-- Begin DATA PROVIDED --

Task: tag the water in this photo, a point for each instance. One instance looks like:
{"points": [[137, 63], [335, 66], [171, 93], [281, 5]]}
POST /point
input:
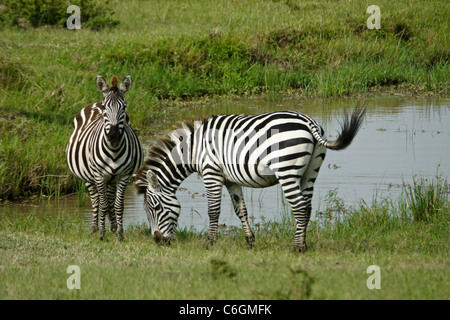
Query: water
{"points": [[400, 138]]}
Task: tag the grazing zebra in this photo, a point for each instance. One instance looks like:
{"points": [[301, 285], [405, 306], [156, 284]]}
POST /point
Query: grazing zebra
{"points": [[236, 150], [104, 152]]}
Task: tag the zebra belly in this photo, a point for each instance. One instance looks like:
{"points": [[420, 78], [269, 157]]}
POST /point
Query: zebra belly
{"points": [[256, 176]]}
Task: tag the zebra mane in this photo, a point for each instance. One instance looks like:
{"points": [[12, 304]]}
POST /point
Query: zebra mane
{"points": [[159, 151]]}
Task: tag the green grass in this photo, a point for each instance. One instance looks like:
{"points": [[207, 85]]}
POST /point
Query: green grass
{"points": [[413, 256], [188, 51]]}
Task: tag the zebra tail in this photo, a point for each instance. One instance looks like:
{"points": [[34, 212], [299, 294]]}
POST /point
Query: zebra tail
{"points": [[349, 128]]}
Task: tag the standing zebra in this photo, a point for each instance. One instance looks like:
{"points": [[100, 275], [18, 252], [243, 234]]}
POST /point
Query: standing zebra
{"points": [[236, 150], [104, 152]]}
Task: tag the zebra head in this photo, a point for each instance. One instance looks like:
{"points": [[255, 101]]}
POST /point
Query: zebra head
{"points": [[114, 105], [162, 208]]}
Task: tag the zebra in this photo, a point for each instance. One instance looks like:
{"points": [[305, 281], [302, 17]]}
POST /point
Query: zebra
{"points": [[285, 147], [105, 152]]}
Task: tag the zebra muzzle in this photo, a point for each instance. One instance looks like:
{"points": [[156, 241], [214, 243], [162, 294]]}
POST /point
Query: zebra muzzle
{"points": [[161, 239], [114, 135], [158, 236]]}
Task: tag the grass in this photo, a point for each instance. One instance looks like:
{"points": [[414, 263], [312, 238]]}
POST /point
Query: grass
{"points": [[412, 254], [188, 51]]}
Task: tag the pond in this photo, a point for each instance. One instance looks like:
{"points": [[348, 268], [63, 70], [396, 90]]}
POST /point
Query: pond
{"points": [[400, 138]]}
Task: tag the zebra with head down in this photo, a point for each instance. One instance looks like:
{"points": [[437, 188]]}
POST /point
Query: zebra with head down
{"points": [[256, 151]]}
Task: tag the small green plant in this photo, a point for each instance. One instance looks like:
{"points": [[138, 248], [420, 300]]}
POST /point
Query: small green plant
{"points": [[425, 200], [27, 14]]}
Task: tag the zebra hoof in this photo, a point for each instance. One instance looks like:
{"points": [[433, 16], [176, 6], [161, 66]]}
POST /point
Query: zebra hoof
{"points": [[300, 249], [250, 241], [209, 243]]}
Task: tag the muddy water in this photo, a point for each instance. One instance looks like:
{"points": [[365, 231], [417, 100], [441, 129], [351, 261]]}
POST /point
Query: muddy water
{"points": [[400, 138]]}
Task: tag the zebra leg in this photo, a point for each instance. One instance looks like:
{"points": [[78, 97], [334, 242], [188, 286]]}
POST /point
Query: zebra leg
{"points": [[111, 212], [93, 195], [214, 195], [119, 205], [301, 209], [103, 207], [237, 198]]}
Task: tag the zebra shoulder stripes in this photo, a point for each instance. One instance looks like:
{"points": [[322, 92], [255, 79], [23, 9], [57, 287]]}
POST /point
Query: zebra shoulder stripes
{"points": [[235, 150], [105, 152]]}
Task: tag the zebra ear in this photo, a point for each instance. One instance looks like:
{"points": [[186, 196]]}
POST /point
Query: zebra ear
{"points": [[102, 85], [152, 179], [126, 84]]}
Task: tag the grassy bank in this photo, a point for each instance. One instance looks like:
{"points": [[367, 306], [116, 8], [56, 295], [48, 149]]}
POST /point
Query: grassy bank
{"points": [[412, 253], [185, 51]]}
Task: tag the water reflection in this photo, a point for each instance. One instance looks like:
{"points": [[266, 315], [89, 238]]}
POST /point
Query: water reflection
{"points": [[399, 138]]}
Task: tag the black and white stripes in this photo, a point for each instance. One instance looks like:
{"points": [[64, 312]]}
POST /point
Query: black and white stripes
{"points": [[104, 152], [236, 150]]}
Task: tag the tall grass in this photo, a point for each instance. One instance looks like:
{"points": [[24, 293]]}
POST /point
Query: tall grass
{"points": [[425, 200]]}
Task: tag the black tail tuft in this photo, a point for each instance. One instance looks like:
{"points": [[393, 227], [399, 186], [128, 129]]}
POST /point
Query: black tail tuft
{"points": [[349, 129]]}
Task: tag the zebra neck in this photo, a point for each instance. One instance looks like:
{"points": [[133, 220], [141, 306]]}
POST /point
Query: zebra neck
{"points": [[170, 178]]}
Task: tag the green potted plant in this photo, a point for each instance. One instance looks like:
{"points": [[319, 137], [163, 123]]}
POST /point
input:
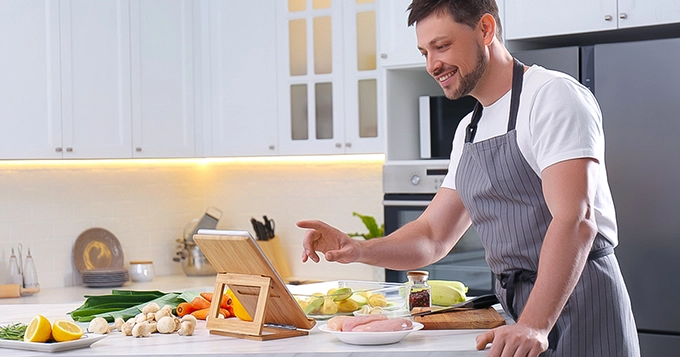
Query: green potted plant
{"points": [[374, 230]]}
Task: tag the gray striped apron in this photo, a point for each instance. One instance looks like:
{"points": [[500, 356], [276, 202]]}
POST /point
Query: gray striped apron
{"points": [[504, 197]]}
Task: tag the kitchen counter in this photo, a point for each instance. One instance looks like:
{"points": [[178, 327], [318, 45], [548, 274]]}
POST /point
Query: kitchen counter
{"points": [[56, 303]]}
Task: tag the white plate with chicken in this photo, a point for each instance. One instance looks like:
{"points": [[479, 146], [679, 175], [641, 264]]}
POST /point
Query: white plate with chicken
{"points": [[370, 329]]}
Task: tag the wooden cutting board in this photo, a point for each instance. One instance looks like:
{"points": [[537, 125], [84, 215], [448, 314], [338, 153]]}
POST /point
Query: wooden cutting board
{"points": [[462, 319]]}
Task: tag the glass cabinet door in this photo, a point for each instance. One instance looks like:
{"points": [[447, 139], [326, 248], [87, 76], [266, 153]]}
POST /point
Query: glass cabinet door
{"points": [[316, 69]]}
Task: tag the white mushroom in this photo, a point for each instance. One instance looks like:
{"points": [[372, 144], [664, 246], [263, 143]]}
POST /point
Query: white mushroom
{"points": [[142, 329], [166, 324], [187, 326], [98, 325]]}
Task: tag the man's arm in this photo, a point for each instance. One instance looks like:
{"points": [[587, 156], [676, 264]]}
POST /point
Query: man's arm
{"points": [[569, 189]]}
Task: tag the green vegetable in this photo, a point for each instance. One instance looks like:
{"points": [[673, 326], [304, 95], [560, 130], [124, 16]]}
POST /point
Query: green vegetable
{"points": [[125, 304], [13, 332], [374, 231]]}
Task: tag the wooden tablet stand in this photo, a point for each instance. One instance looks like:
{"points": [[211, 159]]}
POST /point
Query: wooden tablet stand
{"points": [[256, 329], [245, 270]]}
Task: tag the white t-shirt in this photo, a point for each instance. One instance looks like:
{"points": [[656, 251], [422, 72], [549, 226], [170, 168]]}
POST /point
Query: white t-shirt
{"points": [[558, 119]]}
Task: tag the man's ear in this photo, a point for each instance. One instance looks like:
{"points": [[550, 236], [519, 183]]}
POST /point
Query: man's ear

-- End DATA PROVIDED --

### SET TASK
Swap every "tag" in the entries above for "mark" and write all the entries out again, changing nothing else and leaving out the pictures.

### EXERCISE RESPONSE
Task: mark the water in this photo, a point for each instance. One instance looks like:
{"points": [[137, 63], [335, 66], [171, 93], [281, 5]]}
POST /point
input:
Query: water
{"points": [[400, 138]]}
Task: mark the grazing zebra in this photo, a point for each instance. One instance looks like:
{"points": [[301, 285], [405, 306], [156, 284]]}
POST /point
Query: grazing zebra
{"points": [[236, 150], [104, 152]]}
Task: mark the zebra belly in this photo, a point for each instance. One instance looks like:
{"points": [[420, 78], [269, 157]]}
POST /point
Query: zebra belly
{"points": [[256, 176]]}
Task: mark the zebra mane in this photo, a point for each instance. One instance looks like:
{"points": [[12, 304]]}
POST /point
Query: zebra mane
{"points": [[159, 151]]}
Task: mark the green grass in this photo, a point for each instance. One instance looks like:
{"points": [[207, 85]]}
POST /point
Query: green grass
{"points": [[413, 256], [188, 51]]}
Task: mark the zebra tail in this photo, a point for each instance. One instance looks like:
{"points": [[34, 212], [299, 294]]}
POST /point
Query: zebra tail
{"points": [[349, 128]]}
Task: mark the standing zebra in this photo, a point for each instance. One instance looks like:
{"points": [[100, 275], [18, 252], [243, 234]]}
POST /point
Query: standing zebra
{"points": [[236, 150], [104, 152]]}
Task: mark the zebra head in this photo, a point for each instance. One instance looks like:
{"points": [[255, 101]]}
POST /point
Query: zebra head
{"points": [[114, 105], [162, 208]]}
Task: mark the zebra in this photo, a point for each instance. One instance looks like:
{"points": [[305, 281], [302, 17]]}
POST /point
Query: zebra
{"points": [[285, 147], [105, 152]]}
Task: mark the zebra muzzle in this photo, a point for each instance. One instance looks like:
{"points": [[156, 241], [214, 243], [162, 294]]}
POST /point
Query: zebra muzzle
{"points": [[161, 239], [114, 135], [158, 236]]}
Task: mark the grass in this photo, a point for each instance. One instance looks like:
{"points": [[414, 263], [312, 238]]}
POST /point
Query: grass
{"points": [[412, 254], [188, 51]]}
Task: mark the pond in this photo, a point for each instance. One instance looks like:
{"points": [[348, 268], [63, 70], [396, 90]]}
POST /point
Query: pond
{"points": [[400, 138]]}
Task: mark the zebra with head down in this photo, a point for each instance. One instance looks like:
{"points": [[437, 188]]}
POST /point
Query: zebra with head down
{"points": [[256, 151]]}
Task: mark the small green plant in this photo, a point for each instance. One instance looks like:
{"points": [[138, 248], [420, 300]]}
POST /point
Query: small green plant
{"points": [[425, 200], [27, 14]]}
Task: mark the zebra hoof in this photo, a point for each instance. One instance looks like:
{"points": [[433, 16], [176, 6], [161, 66]]}
POST /point
Query: zebra hoof
{"points": [[300, 249], [250, 241], [209, 243]]}
Task: mark the muddy water in this photo, a point for each instance. One instance looks like:
{"points": [[365, 231], [417, 100], [441, 129], [351, 261]]}
POST /point
Query: muddy water
{"points": [[400, 138]]}
Task: mark the zebra leg in this photo, a point for each instance. One instance looks like:
{"points": [[78, 97], [334, 242], [188, 286]]}
POST /point
Query: zebra leg
{"points": [[111, 212], [93, 195], [214, 195], [119, 205], [301, 209], [103, 207], [237, 198]]}
Task: mark the zebra shoulder stripes in this photo, a point for each instance. One instance looks like:
{"points": [[322, 92], [255, 79], [23, 9], [57, 287]]}
POST /point
Query: zebra shoulder stripes
{"points": [[235, 150], [105, 152]]}
Task: mark the zebra ear in this photo, a point for each instance. One instance looks like:
{"points": [[186, 196]]}
POST /point
Query: zebra ear
{"points": [[102, 85], [152, 179], [126, 84]]}
Task: mark the grassy bank in this photo, a point for each instance. One instance looks like:
{"points": [[367, 306], [116, 8], [56, 295], [48, 149]]}
POST /point
Query: grassy bank
{"points": [[412, 253], [185, 51]]}
Task: mark the water reflection in this photo, a point for each instance. One instance looks like:
{"points": [[266, 315], [89, 238]]}
POST /point
Query: water reflection
{"points": [[399, 138]]}
Task: mark the black and white stripes in this photo, a point for each instance. One instance looks like:
{"points": [[64, 312]]}
POST /point
Query: black and white stripes
{"points": [[104, 152], [236, 150]]}
Task: mark the tall grass in this photo, a point for each instance. One instance looks like:
{"points": [[24, 293]]}
POST /point
Query: tall grass
{"points": [[425, 200]]}
Task: mark the black tail tuft in this photo, a point for each instance. One instance looks like:
{"points": [[393, 227], [399, 186], [128, 129]]}
POST /point
Query: black tail tuft
{"points": [[349, 129]]}
Task: mark the zebra neck in this photo, a point for each instance. One instance looks like:
{"points": [[133, 220], [141, 306]]}
POST /point
Query: zebra neck
{"points": [[170, 178]]}
Task: mark the green potted plant in this photo, a point for each instance. One instance looks like:
{"points": [[319, 137], [163, 123]]}
POST /point
input:
Query: green potted plant
{"points": [[374, 230]]}
Task: mark the gray striped apron in this photo, a point for each instance. One instance looks like:
{"points": [[500, 356], [276, 202]]}
POST /point
Query: gray striped apron
{"points": [[504, 197]]}
Task: mark the kitchen counter in this photo, a point for each instance. One instance looks like:
{"points": [[178, 327], [318, 45], [548, 274]]}
POST /point
Query: kitchen counter
{"points": [[56, 303]]}
Task: mark the white plate with chicken in this photo, a point for each instance. One instance looks like:
{"points": [[479, 146], [679, 175], [641, 264]]}
POST /point
Query: white plate with chicken
{"points": [[370, 329]]}
Task: mark the wooden cutting board in this photo, a point for each instance. One instance looks like:
{"points": [[537, 125], [84, 215], [448, 314], [338, 153]]}
POST /point
Query: wooden cutting board
{"points": [[462, 319]]}
Task: mark the glass cabinet door in this photo, a point for each instance. One instance looks like:
{"points": [[447, 139], [326, 248], [87, 76], [266, 153]]}
POST /point
Query: glass cabinet door
{"points": [[316, 69]]}
Task: mark the white mushroom in this photo, a point for each instance. One instance looks like:
{"points": [[372, 144], [664, 246], [263, 143]]}
POST /point
Query: white mushroom
{"points": [[142, 329], [166, 324], [187, 326], [98, 325]]}
Task: mark the man's arm in this photo, a point for each instance. One instance looks like:
{"points": [[587, 156], [676, 264]]}
POST /point
Query: man's arm
{"points": [[569, 189]]}
Task: mark the green vegetable in this photo, a point for each instance. One instance looks like:
{"points": [[673, 326], [304, 95], [560, 130], [124, 16]]}
POST /point
Query: green vegetable
{"points": [[125, 304], [13, 332], [374, 231]]}
Task: mark the wooden tablet stand in this photo, a point for each instance. One instance looks like:
{"points": [[211, 159]]}
POST /point
Query: wooden tablet stand
{"points": [[256, 329], [245, 270]]}
Task: mark the white t-shirt in this photo, a point for each instance. One instance looks like:
{"points": [[656, 251], [422, 72], [549, 226], [170, 168]]}
POST /point
Query: white t-shirt
{"points": [[558, 119]]}
Task: mark the man's ear in this photo, a point for each instance. One instance looks like:
{"points": [[550, 236], [519, 183]]}
POST /point
Query: man's ear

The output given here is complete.